■ Vorliegender Auszug:
#####

Sie haben dem vor fünf Jahren Rechnung getragen, indem sie in der Etage über dem Sanitätshaus ein spezielles Refugium eingerichtet haben …
Nach meinem Eintritt in die Firma etablierte ich nach kurzer Zeit das Brustzentrum in der ersten Etage unseres Hauses. Mir wurde sehr schnell bewusst, die Damen befinden sich oft noch in einem Stimmungstief. Sie brauchen absolute Ruhe, Zeit und unsere ungeteilte Aufmerksamkeit. Sehr oft kommen sie in Begleitung von ihrem Partner, der Tochter oder der besten Freundin. Eine entsprechende Beratungsatmosphäre ist im täglichen Verkaufsumfeld unmöglich zu realisieren. In wenigen Monaten entstand unsere heutige erste Etage mit kleinem Sitzbereich für die Erstberatung oder die persönliche Begleitung. Zusätzlich haben wir ein Anprobezimmer mit Spiegeln eingerichtet, das uns großzügigen Platz für Epithesen, Bademode und BHs lässt. Für die Damen hat das den großen Vorteil, dass sie immer sofort versorgt werden können. Selbstverständlich ist bei einer umfassenden Beratung von durchaus einer Stunde auch ein Kaffee oder ein Vitaminwasser inbegriffen. In den letzten Jahren war die Rückmeldung der Damen außergewöhnlich positiv. Für unser Konzept spricht auch, dass wir mittlerweile sehr viele Kundinnen aus angrenzenden Bundesländern zu unserer Klientel zählen dürfen.
Existenzielle Fragen
Mit welchen Anfragen und Bedürfnissen kommen die Frauen zu Ihnen?
Die Anfragen sind sehr weitreichend, von Versorgung direkt nach der OP bis zur Endversorgung mit einer Silikonprothese. Gerne geben wir den Damen eine Epithese in die Hand, damit sie ein Gefühl dafür erhalten und spüren, wie authentisch sich diese in Form, Weichheit, Fülle und Gewicht anfühlt. Im Optimalfall wird die Epithese wie ein Teil ihres Körpers. „Kann ich ohne Prothesen leben“, lautet immer wieder eine Frage, egal ob bei einseitig oder beidseits amputierter Brust. Hier antworten wir mit einem klaren Nein! Denn die weibliche Körperstatik ist auf die vorhandene Brust und deren individuelles Gewicht ausgelegt. Ungleichgewichte lösen in wenigen Monaten Nacken- und Rückenschmerzen aus. Deshalb kann man auch nicht einfach eine viel größere Brustgröße als vor der OP wählen. Bei einseitiger Amputation schließt sich die Größenänderung mit der Anpassung an die erhaltene Brust sowieso aus.
Häufig kommt der erste Kontakt in der Klinik zustande. Wie gestaltet sich hier die Zusammenarbeit und mit welchen Krankenhäusern kooperieren Sie?

#####

■ Untersuchtes Material:
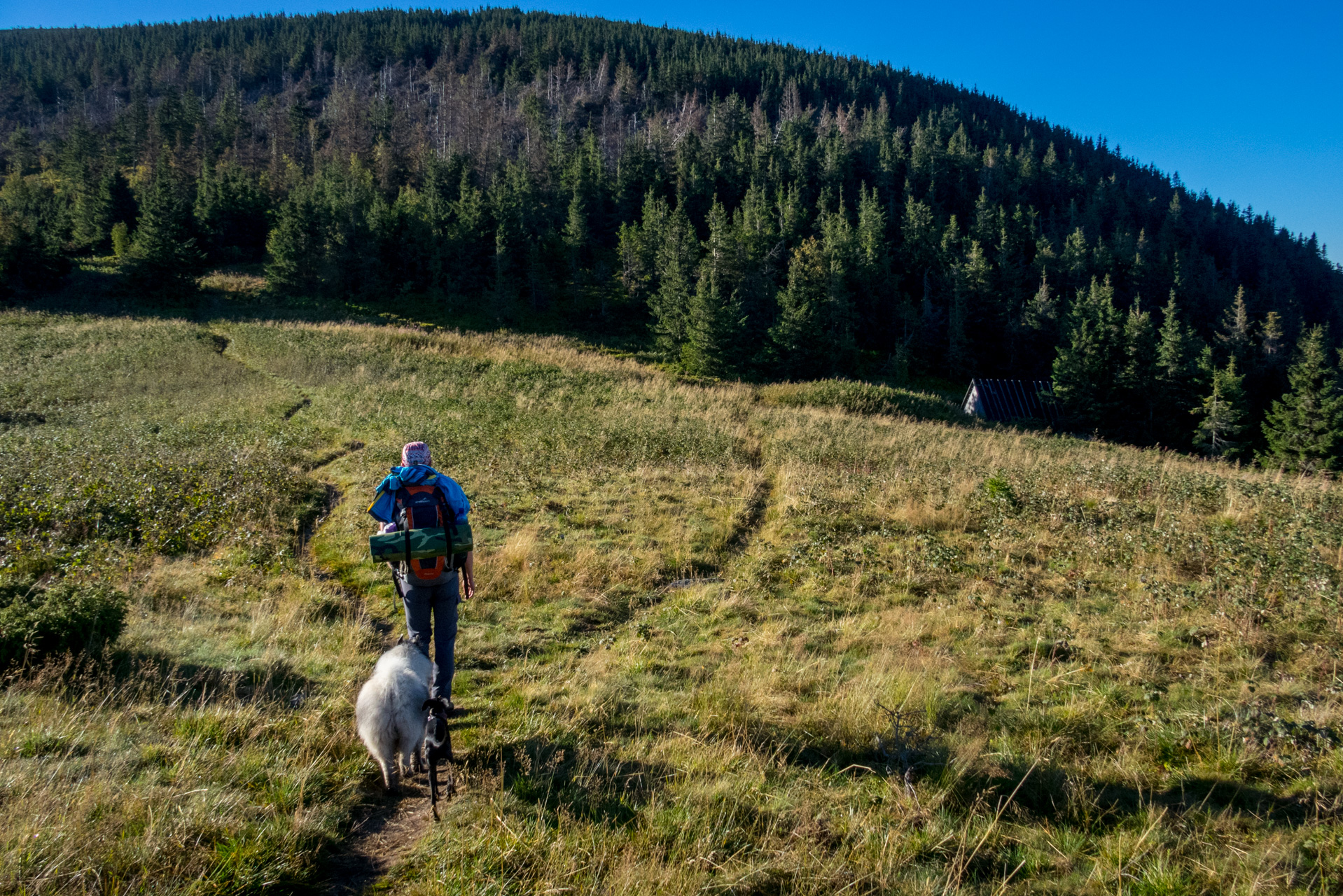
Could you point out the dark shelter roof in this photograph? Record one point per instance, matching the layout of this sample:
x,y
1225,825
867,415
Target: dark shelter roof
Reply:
x,y
1012,400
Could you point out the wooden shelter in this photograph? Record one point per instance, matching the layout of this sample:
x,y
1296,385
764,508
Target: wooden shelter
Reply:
x,y
1003,400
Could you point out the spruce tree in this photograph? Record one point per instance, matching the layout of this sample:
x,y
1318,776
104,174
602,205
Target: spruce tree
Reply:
x,y
1221,412
1234,330
1176,378
163,255
674,264
297,245
1090,359
1302,429
1138,378
714,318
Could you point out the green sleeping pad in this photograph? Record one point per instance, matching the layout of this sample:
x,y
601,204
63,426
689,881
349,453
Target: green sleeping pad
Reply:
x,y
424,545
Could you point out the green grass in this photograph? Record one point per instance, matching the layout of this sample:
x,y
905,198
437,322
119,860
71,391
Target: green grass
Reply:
x,y
1115,671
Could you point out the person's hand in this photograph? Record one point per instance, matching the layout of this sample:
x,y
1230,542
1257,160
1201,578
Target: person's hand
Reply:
x,y
469,574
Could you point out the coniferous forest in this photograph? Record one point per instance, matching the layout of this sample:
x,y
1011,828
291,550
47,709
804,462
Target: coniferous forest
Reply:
x,y
758,210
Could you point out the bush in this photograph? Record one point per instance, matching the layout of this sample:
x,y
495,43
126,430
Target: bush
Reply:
x,y
66,618
864,398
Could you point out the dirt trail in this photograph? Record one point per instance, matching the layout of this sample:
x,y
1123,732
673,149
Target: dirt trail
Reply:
x,y
379,840
389,827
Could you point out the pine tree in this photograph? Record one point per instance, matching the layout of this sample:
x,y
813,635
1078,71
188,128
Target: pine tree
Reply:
x,y
1221,412
1303,428
1090,359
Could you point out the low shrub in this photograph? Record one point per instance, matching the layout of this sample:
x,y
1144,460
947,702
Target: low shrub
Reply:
x,y
38,622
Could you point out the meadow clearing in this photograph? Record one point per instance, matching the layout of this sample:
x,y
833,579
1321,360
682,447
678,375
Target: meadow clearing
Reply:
x,y
798,638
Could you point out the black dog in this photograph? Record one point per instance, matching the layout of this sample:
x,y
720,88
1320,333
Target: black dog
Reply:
x,y
438,747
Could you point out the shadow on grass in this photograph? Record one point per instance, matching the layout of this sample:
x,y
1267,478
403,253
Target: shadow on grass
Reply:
x,y
585,780
128,676
1050,794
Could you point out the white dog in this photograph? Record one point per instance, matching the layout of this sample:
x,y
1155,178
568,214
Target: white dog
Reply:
x,y
389,713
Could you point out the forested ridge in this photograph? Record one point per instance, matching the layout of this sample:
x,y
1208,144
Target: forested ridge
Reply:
x,y
767,211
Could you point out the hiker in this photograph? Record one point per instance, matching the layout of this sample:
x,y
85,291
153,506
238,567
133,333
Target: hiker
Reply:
x,y
418,495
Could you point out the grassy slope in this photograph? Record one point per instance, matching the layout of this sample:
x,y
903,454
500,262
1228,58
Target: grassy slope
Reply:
x,y
1139,650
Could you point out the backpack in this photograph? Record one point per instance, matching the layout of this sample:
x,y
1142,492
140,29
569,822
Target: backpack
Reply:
x,y
427,533
424,507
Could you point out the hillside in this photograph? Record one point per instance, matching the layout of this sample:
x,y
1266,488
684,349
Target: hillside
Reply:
x,y
1113,669
744,210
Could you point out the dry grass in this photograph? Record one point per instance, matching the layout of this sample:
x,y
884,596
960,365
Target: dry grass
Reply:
x,y
1139,649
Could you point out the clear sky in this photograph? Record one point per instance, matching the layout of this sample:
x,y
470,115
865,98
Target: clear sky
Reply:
x,y
1241,99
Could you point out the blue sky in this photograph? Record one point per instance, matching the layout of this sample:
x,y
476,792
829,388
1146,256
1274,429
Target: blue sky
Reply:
x,y
1243,99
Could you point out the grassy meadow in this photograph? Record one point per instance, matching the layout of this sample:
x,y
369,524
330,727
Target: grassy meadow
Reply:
x,y
801,638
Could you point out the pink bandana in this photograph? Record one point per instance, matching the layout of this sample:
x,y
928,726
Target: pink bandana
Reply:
x,y
415,454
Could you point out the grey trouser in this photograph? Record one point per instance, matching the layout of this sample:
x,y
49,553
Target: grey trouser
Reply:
x,y
441,601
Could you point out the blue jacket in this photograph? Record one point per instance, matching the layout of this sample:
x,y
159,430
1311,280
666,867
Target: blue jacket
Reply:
x,y
384,504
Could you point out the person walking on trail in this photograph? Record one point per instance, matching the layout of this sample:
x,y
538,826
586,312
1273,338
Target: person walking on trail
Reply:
x,y
429,589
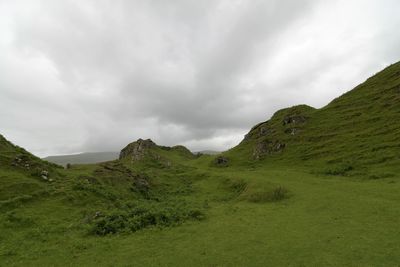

#####

■ Zu bearbeitende Aufgaben:
**a.** Gib an, welche Beschwerden Ungleichgewichte laut dem Auszug in wenigen Monaten auslösen.
**b.** Schreibe den Abschnitt des Auszugs wortgetreu ab, dessen Anfang die Worte „Die Anfragen sind“ enthält und der mit „Brust sowieso aus.“ schließt.

■ Antworten der Reihe:
**a.** Nacken- und Rückenschmerzen.

**b.**
Die Anfragen sind sehr weitreichend, von Versorgung direkt nach der OP bis zur Endversorgung mit einer Silikonprothese. Gerne geben wir den Damen eine Epithese in die Hand, damit sie ein Gefühl dafür erhalten und spüren, wie authentisch sich diese in Form, Weichheit, Fülle und Gewicht anfühlt. Im Optimalfall wird die Epithese wie ein Teil ihres Körpers. „Kann ich ohne Prothesen leben“, lautet immer wieder eine Frage, egal ob bei einseitig oder beidseits amputierter Brust. Hier antworten wir mit einem klaren Nein! Denn die weibliche Körperstatik ist auf die vorhandene Brust und deren individuelles Gewicht ausgelegt. Ungleichgewichte lösen in wenigen Monaten Nacken- und Rückenschmerzen aus. Deshalb kann man auch nicht einfach eine viel größere Brustgröße als vor der OP wählen. Bei einseitiger Amputation schließt sich die Größenänderung mit der Anpassung an die erhaltene Brust sowieso aus.